* Dataset content *
# # #

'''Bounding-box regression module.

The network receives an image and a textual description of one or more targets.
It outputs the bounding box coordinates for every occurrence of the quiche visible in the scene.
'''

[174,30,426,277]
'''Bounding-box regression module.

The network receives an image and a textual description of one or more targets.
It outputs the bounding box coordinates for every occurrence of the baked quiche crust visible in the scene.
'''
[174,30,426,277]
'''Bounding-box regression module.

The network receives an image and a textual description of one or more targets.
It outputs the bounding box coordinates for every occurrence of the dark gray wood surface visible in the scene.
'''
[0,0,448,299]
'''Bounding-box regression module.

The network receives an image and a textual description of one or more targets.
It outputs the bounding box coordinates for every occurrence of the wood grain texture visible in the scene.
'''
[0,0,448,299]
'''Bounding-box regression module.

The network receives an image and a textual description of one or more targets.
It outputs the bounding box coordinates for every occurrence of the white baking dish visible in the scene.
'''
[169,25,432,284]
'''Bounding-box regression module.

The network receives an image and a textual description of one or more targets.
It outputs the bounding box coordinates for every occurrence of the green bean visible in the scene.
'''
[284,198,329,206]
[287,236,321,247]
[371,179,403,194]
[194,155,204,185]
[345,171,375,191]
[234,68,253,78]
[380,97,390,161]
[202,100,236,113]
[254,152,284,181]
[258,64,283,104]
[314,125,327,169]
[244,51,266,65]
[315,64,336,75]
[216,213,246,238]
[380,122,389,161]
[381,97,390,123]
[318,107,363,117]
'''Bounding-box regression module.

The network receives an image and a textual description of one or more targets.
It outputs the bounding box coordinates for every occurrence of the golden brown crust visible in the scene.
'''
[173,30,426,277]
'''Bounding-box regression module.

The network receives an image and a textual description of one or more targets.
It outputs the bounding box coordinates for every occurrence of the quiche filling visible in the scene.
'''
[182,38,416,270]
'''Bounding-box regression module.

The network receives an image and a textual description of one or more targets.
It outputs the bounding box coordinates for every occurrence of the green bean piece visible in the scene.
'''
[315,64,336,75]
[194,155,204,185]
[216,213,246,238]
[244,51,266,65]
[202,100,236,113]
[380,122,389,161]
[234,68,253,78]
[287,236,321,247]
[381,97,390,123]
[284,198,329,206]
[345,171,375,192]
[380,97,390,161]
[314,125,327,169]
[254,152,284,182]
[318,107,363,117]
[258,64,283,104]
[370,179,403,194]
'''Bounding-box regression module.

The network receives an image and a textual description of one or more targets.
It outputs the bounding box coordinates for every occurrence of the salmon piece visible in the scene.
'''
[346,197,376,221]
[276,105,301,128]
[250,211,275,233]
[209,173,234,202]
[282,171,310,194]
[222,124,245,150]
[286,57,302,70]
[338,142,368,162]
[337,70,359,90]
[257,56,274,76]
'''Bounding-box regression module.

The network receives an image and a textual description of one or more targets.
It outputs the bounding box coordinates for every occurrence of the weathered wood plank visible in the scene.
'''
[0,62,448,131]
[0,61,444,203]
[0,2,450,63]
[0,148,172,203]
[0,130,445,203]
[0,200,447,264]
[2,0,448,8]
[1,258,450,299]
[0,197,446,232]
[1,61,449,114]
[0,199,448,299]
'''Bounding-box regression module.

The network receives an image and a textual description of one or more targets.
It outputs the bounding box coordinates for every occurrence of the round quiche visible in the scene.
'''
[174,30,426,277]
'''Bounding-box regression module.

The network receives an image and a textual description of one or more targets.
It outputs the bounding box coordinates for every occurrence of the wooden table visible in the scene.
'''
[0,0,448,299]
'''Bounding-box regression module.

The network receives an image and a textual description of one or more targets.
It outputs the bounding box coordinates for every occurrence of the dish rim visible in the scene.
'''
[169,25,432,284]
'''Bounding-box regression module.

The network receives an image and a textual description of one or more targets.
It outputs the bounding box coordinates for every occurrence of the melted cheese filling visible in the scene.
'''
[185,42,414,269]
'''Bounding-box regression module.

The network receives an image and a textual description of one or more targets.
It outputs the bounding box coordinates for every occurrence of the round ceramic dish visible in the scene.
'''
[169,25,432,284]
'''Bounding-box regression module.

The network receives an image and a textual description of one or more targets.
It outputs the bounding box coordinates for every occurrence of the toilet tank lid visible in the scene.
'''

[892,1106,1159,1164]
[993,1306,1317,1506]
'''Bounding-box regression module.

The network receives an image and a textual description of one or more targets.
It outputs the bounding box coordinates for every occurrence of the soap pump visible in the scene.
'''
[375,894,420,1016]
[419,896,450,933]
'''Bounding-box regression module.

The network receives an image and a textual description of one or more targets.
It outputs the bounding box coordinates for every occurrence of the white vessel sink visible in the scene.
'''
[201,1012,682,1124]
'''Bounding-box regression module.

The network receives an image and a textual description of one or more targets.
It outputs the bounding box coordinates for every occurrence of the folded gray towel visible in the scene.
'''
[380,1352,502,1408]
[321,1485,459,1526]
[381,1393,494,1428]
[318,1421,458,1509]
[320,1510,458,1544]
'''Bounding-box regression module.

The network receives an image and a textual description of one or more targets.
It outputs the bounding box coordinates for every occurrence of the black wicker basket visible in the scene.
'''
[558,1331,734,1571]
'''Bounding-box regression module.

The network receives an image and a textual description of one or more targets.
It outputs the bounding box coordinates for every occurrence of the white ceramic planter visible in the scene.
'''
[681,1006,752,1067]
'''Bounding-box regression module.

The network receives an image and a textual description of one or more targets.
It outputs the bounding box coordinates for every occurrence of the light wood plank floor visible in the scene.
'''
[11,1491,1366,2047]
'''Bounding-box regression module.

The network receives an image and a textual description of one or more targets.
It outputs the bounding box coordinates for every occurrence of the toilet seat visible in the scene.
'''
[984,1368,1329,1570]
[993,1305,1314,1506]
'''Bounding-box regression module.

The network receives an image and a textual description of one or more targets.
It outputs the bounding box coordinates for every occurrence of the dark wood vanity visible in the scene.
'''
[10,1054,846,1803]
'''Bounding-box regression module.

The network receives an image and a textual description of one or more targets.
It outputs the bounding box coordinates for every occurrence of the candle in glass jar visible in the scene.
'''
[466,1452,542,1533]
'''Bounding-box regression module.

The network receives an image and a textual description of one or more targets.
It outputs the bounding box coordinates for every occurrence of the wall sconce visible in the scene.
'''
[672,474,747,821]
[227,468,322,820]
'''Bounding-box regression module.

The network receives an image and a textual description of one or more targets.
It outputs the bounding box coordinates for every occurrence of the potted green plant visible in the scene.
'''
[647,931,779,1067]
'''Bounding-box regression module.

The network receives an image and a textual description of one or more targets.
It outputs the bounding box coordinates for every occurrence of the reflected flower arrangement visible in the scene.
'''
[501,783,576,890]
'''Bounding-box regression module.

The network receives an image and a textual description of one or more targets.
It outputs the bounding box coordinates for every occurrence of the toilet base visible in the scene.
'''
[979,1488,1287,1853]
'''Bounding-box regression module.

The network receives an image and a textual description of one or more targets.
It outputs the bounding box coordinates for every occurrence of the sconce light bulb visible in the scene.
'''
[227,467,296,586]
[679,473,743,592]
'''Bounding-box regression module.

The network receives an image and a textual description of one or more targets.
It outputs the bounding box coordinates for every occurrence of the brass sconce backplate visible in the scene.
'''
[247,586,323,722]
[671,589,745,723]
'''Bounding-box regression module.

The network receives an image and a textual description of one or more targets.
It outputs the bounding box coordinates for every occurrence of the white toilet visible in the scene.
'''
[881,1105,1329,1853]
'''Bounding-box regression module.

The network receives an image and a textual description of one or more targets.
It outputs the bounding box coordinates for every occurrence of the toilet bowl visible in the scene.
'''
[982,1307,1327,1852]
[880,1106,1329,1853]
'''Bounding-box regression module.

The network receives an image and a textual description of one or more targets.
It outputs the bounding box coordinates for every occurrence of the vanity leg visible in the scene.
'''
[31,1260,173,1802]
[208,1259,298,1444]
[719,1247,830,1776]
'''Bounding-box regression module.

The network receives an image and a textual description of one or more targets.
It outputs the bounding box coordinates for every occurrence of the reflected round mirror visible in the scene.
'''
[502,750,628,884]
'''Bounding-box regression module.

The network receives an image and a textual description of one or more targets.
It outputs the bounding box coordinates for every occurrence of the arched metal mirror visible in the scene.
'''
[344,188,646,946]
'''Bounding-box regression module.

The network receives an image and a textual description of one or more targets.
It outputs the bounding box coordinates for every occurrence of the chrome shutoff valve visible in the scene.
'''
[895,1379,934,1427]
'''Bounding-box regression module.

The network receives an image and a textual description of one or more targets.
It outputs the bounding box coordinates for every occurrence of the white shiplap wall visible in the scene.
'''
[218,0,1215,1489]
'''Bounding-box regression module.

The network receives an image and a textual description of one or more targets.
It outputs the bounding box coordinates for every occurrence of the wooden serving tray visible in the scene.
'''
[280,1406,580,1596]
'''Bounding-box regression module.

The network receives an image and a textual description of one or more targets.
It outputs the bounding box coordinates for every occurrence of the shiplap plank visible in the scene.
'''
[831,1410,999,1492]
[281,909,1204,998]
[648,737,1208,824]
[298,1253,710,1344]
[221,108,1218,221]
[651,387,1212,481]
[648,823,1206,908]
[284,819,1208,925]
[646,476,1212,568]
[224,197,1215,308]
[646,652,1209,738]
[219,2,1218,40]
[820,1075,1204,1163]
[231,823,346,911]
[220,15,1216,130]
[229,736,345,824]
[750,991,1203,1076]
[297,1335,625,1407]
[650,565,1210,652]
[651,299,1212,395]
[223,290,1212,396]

# # #

* Exercise prompt *
If a line of the records above holds the word "mirror", show it.

* Answer to the problem *
It outputs the bounding box coordinates for every occurrence of the reflected round mirror visible in the scene.
It outputs the bounding box coordinates for every occurrence of the arched metal mirror visible in the scene.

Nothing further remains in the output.